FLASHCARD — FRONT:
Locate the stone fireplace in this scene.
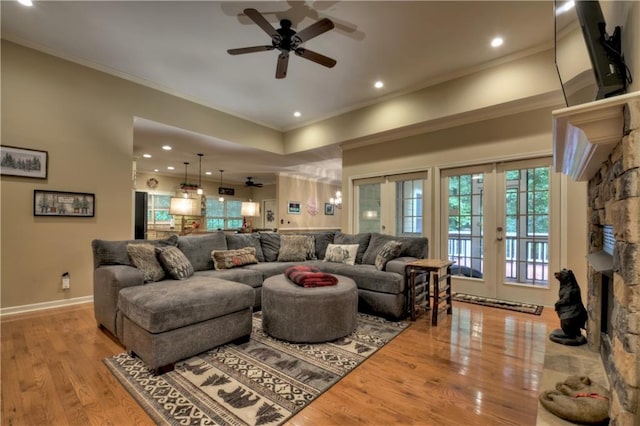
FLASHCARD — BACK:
[554,92,640,426]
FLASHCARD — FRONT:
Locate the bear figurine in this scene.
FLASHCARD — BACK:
[549,269,588,346]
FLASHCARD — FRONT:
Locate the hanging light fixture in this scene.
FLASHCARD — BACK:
[218,170,224,203]
[196,154,204,195]
[182,161,189,198]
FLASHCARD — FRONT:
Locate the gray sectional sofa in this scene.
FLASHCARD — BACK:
[92,232,428,368]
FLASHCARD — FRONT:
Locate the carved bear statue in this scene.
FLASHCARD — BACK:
[549,269,588,346]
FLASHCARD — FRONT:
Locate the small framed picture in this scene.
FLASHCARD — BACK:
[33,189,96,217]
[287,201,302,214]
[324,203,335,216]
[0,145,49,179]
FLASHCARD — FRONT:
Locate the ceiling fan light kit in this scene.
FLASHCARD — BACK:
[227,9,336,78]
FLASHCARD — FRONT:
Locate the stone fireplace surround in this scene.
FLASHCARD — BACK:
[553,92,640,426]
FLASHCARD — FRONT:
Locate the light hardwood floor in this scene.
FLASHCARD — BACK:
[0,302,559,426]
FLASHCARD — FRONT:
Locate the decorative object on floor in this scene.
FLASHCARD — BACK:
[227,9,336,78]
[0,145,49,179]
[538,376,609,425]
[549,269,588,346]
[33,189,96,217]
[453,293,543,315]
[104,312,408,425]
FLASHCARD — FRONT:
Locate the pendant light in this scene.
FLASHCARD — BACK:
[218,170,224,203]
[196,154,204,195]
[182,161,189,198]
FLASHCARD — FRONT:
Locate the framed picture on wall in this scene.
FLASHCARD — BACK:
[287,201,302,214]
[33,189,96,217]
[324,203,335,216]
[0,145,49,179]
[262,200,278,229]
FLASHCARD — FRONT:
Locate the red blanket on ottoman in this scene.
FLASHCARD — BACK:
[284,265,338,287]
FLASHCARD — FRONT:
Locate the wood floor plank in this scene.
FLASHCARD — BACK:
[0,302,558,426]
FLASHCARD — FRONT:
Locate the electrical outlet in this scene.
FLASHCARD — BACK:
[62,272,71,290]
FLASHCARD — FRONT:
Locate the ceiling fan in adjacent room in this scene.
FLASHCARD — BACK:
[244,176,262,188]
[227,9,336,78]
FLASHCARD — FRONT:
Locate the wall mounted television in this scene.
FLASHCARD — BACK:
[554,0,631,106]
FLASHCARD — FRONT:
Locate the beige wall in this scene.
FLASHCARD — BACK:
[0,40,283,308]
[277,175,342,231]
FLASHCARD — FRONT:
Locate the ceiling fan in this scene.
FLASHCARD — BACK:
[227,9,336,78]
[244,176,262,188]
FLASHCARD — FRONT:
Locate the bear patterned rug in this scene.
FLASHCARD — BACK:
[104,312,409,425]
[452,293,543,315]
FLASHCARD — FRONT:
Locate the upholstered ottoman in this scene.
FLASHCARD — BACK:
[118,276,254,373]
[262,274,358,343]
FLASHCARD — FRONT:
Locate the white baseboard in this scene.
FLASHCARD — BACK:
[0,296,93,317]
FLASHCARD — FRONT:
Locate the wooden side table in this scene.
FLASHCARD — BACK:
[405,259,455,325]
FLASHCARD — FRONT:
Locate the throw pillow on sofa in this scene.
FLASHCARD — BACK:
[375,240,402,271]
[323,244,359,265]
[127,243,165,283]
[211,247,258,271]
[156,247,193,280]
[278,235,316,262]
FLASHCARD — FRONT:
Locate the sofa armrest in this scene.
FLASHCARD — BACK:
[93,265,144,337]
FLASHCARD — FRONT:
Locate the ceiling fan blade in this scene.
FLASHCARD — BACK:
[244,9,278,37]
[295,47,337,68]
[276,52,289,78]
[293,18,333,44]
[227,46,274,55]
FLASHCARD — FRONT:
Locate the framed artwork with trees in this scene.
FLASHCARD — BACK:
[33,189,96,217]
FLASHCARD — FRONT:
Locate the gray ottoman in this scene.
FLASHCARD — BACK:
[262,274,358,343]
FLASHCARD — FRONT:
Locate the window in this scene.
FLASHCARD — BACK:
[147,194,171,226]
[396,179,422,235]
[206,198,242,231]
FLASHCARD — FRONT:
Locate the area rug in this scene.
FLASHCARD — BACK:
[452,293,543,315]
[104,312,409,426]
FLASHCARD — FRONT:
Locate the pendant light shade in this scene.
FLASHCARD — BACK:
[196,154,204,195]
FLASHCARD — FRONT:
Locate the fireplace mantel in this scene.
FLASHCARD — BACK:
[552,92,640,181]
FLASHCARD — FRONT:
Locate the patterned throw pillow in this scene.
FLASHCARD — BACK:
[156,247,193,280]
[211,247,258,271]
[375,240,402,271]
[323,244,360,265]
[127,243,164,283]
[278,235,316,262]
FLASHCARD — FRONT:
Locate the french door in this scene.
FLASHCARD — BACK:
[440,158,559,305]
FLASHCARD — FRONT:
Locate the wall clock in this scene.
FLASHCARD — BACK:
[147,178,158,189]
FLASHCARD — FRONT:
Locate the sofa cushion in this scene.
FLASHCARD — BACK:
[259,232,280,262]
[156,247,193,280]
[278,235,316,262]
[306,232,335,260]
[211,247,258,271]
[91,235,178,268]
[333,232,375,265]
[323,244,359,265]
[362,232,429,265]
[126,243,165,283]
[118,275,254,333]
[227,234,265,262]
[375,240,402,271]
[178,231,227,271]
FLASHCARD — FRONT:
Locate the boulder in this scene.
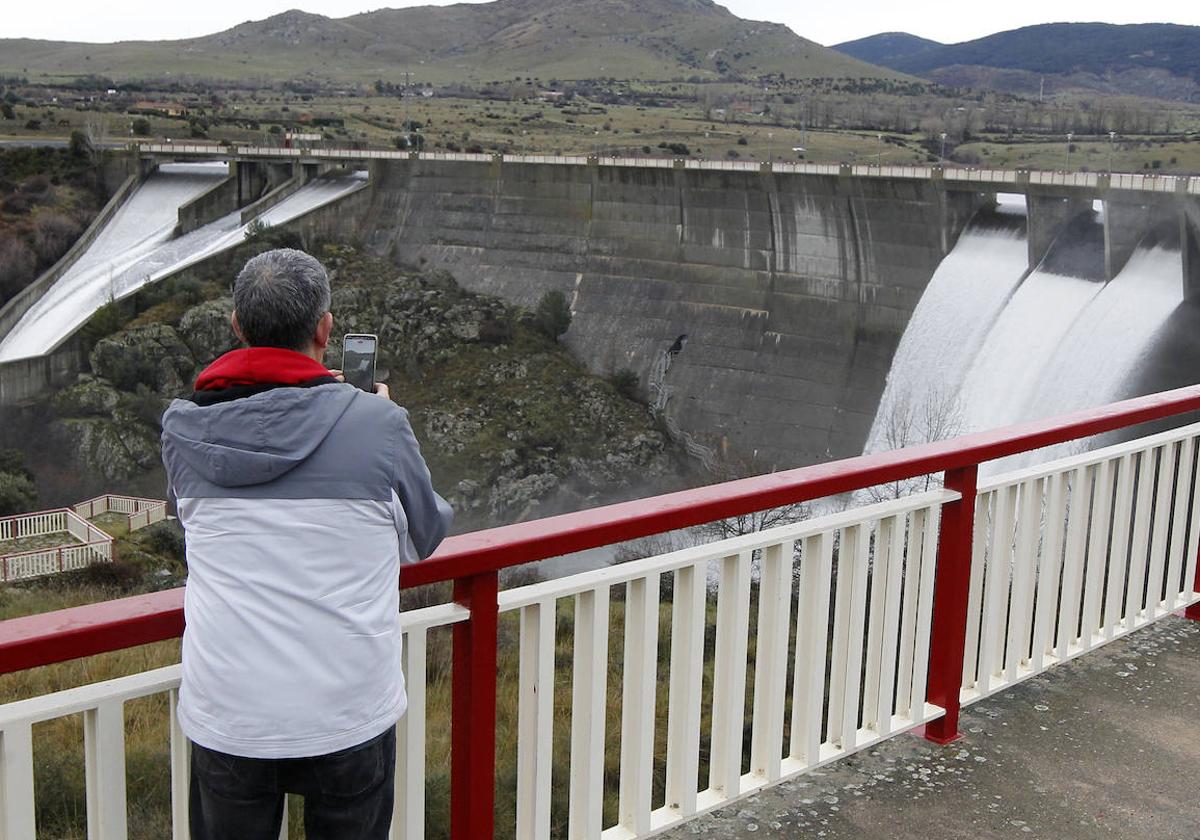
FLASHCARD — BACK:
[55,418,160,481]
[179,298,240,366]
[54,373,121,418]
[89,324,196,396]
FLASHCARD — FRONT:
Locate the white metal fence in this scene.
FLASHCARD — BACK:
[0,491,956,840]
[0,508,113,581]
[962,425,1200,703]
[0,509,67,540]
[74,493,167,530]
[7,425,1200,840]
[131,143,1200,194]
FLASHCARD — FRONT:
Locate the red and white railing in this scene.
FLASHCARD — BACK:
[74,493,167,530]
[0,386,1200,840]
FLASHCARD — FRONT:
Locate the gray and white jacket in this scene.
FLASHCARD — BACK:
[162,350,452,758]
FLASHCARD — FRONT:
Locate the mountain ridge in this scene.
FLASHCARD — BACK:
[834,23,1200,101]
[0,0,901,83]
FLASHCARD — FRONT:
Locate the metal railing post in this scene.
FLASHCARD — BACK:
[450,571,499,840]
[1183,547,1200,622]
[925,464,979,744]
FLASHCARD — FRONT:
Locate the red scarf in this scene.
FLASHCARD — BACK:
[196,347,330,391]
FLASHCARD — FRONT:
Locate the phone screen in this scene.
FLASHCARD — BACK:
[342,335,377,391]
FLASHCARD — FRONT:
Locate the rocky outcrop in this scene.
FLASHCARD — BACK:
[178,296,239,366]
[46,247,683,529]
[89,324,196,395]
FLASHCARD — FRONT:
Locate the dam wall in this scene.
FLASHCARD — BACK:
[300,160,992,472]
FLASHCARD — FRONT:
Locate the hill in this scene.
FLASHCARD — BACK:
[834,32,946,67]
[0,0,899,83]
[835,23,1200,101]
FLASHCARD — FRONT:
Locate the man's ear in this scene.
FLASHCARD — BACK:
[229,310,250,344]
[312,312,334,350]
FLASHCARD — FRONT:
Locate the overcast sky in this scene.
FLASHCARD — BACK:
[9,0,1200,46]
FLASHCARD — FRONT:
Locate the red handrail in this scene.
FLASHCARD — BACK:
[0,385,1200,674]
[7,386,1200,840]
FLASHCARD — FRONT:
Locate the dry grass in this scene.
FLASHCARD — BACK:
[0,556,756,840]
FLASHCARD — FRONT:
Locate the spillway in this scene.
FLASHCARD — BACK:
[866,198,1183,473]
[0,163,366,362]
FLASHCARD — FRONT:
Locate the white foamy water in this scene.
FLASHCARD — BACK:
[0,163,366,361]
[865,200,1183,474]
[865,226,1028,452]
[959,271,1104,432]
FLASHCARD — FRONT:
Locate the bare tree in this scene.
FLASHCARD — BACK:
[865,388,962,502]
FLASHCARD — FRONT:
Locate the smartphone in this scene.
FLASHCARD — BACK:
[342,332,379,394]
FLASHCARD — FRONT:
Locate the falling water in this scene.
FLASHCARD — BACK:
[866,198,1183,472]
[866,213,1027,452]
[0,163,366,361]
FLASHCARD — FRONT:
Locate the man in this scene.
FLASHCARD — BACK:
[162,250,451,840]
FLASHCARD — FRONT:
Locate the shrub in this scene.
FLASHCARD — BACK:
[0,473,37,516]
[142,520,184,563]
[612,367,640,400]
[67,128,94,157]
[20,174,50,196]
[0,231,37,304]
[0,449,34,481]
[479,318,512,344]
[534,289,571,341]
[34,212,83,265]
[0,192,34,216]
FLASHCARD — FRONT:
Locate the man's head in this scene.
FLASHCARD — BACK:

--- Task ---
Swap "figurine" for "statuette" in the stretch of the records from the start through the line containing "[0,302,559,426]", and return those lines with everything else unchanged. Omit the pictures from your answer.

--- Exercise response ---
FLASHCARD — FRONT:
Locate the stone fireplace in this scene.
FLASHCARD — BACK:
[554,92,640,426]
FLASHCARD — FRONT:
Locate the bear statuette in this scene.
FLASHCARD — BACK:
[549,269,588,346]
FLASHCARD — FRONT:
Locate the hanging light fixture in this scene.
FLASHCARD — BACK:
[218,170,224,203]
[196,154,204,195]
[182,161,189,198]
FLASHCARD — FRONT:
Locate the gray sectional sofa in this scene.
FLASHCARD — BACK:
[92,232,428,368]
FLASHCARD — FRONT:
Locate the carved bear statue in this scene.
FLASHCARD — BACK:
[549,269,588,346]
FLASHCARD — FRONT:
Locate the small framed picture in this scene.
FLASHCARD — BACK:
[33,189,96,217]
[287,201,302,214]
[324,203,335,216]
[0,145,49,179]
FLASHCARD — FRONT:
Locate the ceiling fan light kit in this scene.
FLASHCARD — BACK:
[227,9,336,78]
FLASHCARD — FRONT:
Locate the stone fireplace surround in this scene.
FLASHCARD — BACK:
[553,92,640,426]
FLASHCARD — FRONT:
Locate the light hardwood floor in this scene.
FLASHCARD — BACK:
[0,302,559,426]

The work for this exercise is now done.